• Exercise description: Pull out every line of the material below that contains the word "white". Case counts.

┌──

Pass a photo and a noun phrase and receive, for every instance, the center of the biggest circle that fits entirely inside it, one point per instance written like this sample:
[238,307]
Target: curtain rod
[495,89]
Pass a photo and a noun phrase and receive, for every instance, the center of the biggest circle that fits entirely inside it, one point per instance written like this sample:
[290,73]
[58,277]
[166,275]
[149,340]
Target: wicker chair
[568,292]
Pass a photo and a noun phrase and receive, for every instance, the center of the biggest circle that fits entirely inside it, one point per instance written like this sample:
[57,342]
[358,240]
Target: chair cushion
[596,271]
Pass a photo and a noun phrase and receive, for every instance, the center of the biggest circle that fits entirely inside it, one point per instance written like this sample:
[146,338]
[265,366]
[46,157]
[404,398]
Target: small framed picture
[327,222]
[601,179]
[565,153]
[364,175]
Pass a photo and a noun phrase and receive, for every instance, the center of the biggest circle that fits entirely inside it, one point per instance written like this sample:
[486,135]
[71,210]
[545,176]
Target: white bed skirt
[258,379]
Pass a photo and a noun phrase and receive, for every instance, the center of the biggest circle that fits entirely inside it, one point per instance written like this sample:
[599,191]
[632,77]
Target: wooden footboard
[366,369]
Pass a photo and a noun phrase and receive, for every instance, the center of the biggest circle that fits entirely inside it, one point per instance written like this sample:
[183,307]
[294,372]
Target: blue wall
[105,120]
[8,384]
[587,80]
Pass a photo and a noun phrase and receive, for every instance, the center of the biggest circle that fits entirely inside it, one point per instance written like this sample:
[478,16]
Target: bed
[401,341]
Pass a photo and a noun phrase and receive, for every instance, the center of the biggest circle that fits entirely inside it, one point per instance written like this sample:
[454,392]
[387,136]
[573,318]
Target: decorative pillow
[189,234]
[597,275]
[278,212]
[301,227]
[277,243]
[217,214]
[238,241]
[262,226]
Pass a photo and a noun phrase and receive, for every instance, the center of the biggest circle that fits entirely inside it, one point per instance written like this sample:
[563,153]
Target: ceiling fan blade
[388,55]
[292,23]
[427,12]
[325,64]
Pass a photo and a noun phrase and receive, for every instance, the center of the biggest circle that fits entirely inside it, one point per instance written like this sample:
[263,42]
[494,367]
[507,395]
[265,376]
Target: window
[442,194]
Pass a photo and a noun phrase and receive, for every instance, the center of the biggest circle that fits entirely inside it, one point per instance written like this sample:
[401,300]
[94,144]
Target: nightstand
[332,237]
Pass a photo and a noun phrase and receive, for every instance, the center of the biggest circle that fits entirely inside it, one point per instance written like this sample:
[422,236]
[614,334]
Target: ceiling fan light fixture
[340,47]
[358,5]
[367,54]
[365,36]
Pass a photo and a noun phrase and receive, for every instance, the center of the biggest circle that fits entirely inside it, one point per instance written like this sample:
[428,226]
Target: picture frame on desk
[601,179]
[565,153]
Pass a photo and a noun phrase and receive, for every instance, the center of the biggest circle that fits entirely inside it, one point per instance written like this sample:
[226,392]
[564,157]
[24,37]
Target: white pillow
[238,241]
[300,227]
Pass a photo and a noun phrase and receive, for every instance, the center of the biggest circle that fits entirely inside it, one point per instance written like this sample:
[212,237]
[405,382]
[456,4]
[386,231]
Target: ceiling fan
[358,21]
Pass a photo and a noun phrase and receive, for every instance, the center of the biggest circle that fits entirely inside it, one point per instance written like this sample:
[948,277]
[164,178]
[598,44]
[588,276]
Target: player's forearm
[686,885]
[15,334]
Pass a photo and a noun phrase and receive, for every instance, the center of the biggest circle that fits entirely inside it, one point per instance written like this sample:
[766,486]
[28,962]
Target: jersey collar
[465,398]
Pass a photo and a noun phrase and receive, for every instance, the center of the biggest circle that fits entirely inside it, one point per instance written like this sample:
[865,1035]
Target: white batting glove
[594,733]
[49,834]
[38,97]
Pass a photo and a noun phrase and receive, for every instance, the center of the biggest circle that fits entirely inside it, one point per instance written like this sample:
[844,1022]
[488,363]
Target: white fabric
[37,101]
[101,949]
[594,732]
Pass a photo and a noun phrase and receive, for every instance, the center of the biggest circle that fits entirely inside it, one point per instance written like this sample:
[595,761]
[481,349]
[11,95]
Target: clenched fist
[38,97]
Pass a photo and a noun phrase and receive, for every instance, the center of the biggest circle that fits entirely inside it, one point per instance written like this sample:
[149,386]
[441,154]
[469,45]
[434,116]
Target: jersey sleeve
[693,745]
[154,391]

└──

• Task answer:
Target: white bed skirt
Target: white pillow
Target: white batting glove
Target: white fabric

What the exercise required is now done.